The task » Print all of the lines below character for character, and leave the pictures out.

Provided entries »
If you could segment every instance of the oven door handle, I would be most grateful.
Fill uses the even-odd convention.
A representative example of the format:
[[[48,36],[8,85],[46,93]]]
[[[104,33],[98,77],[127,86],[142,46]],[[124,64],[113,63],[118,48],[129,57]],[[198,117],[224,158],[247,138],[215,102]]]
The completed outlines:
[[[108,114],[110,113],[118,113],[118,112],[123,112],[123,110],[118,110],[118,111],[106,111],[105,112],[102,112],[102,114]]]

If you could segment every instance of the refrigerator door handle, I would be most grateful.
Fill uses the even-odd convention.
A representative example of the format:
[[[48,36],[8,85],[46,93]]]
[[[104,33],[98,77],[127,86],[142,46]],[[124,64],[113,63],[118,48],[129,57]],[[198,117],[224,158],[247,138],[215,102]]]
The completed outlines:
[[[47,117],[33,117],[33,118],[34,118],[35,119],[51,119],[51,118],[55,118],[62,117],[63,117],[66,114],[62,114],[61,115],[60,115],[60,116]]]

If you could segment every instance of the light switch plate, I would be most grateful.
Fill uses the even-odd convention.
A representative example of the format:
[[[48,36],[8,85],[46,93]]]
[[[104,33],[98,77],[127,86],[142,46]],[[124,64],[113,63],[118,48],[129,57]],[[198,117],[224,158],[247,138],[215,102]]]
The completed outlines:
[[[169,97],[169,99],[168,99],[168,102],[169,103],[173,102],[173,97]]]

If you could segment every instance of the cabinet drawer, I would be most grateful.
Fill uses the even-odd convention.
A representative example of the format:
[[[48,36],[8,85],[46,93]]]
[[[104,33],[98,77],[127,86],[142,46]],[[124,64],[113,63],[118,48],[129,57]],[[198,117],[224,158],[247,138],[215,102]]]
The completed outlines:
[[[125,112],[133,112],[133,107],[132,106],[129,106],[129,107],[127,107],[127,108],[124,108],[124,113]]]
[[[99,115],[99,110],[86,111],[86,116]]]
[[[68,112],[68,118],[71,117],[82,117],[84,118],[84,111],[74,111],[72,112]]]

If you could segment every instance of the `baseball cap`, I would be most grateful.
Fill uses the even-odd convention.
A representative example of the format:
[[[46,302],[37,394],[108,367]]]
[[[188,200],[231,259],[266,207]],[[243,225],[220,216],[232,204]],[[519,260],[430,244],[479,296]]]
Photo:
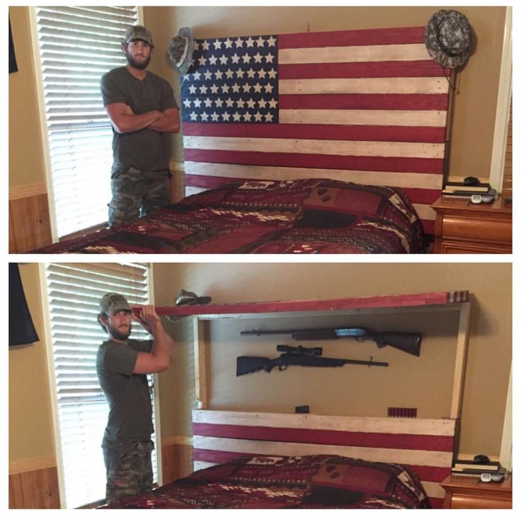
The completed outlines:
[[[118,310],[132,311],[127,298],[122,294],[117,293],[107,293],[104,295],[100,301],[100,313],[112,316]]]
[[[151,47],[154,47],[151,33],[143,25],[132,25],[127,29],[123,43],[130,43],[135,40],[141,40],[145,43],[148,43]]]

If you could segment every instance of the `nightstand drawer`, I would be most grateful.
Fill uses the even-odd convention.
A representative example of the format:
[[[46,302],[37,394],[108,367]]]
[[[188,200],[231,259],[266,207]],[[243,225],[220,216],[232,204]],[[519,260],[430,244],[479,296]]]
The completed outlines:
[[[450,500],[452,509],[466,509],[481,510],[486,509],[509,509],[512,508],[512,499],[498,497],[476,497],[476,496],[453,494]]]
[[[487,242],[510,242],[512,222],[493,219],[467,219],[446,215],[443,218],[444,238],[466,238]]]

Correct result »
If you could segment every instance of the oven door handle, I would be most grateful.
Fill uses the even-odd convention.
A representative example of the format:
[[[48,36],[8,85],[46,93]]]
[[[104,33],[98,77],[127,86],[142,46]],[[124,64],[113,63],[118,48],[129,57]],[[198,117],[224,158],[247,138],[215,102]]]
The completed outlines:
[[[108,114],[110,113],[118,113],[118,112],[123,112],[123,110],[118,110],[118,111],[106,111],[105,112],[102,112],[102,114]]]

If you could segment every instance of the refrigerator door handle, I would be most grateful.
Fill uses the even-odd convention.
A representative example of the format:
[[[48,36],[8,85],[46,93]]]
[[[104,33],[98,77],[127,86],[142,46]],[[124,64],[113,63],[118,48],[129,57]],[[198,117],[224,158],[247,138],[215,102]]]
The completed outlines:
[[[47,117],[33,117],[33,118],[34,118],[35,119],[51,119],[51,118],[55,118],[62,117],[63,117],[66,114],[62,114],[61,115],[60,115],[60,116]]]

If you could segment every instance of the light switch plate, I would be most grateful.
Fill uses the even-odd convention.
A representative example of the format:
[[[48,36],[8,85],[46,93]]]
[[[104,33],[98,77],[127,86],[142,46]],[[124,64],[113,63],[118,48],[129,57]],[[198,117],[224,158],[247,138],[215,102]]]
The completed outlines:
[[[169,97],[169,99],[168,99],[168,102],[169,103],[173,102],[173,97]]]

If you could segment every instance of the cabinet drawer, I would be most grateful.
Fill uses the even-odd convention.
A representative example of the format:
[[[48,36],[8,85],[46,93]]]
[[[104,33],[98,77],[127,86],[142,46]],[[124,64],[113,63],[118,48],[129,57]],[[198,117],[224,158],[247,138],[215,102]]]
The completed outlines:
[[[125,112],[133,112],[133,107],[132,106],[129,106],[129,107],[127,107],[127,108],[124,108],[124,113]]]
[[[99,115],[99,110],[86,111],[86,116]]]
[[[68,112],[68,118],[71,117],[82,117],[84,118],[84,111],[74,111],[72,112]]]

If you could segment every instance of the `baseball cap`, I would be most grateful.
Fill uses the even-odd convention.
A representative example of the format:
[[[46,302],[37,394],[108,367]]]
[[[188,200],[231,259],[266,207]],[[243,225],[220,216],[232,204]],[[519,260],[430,244],[479,296]]]
Photo:
The completed outlines:
[[[118,310],[132,311],[127,298],[122,294],[117,293],[107,293],[104,295],[100,301],[100,313],[112,316]]]
[[[151,47],[154,47],[151,33],[143,25],[132,25],[127,29],[123,43],[130,43],[135,40],[141,40],[145,43],[148,43]]]

If you could segment every instance of the `nightstand drawer`, I would be most grateful.
Fill uses the even-odd convention.
A representative example of the format:
[[[46,302],[37,394],[108,367]]]
[[[188,200],[231,259],[266,207]],[[243,225],[220,216],[232,204]],[[519,260],[430,244],[479,296]]]
The completed outlines:
[[[450,500],[452,509],[466,509],[481,510],[486,509],[509,509],[512,508],[512,499],[498,497],[476,497],[476,496],[453,494]]]
[[[487,242],[510,242],[512,222],[493,219],[467,219],[446,215],[443,218],[444,238],[466,238]]]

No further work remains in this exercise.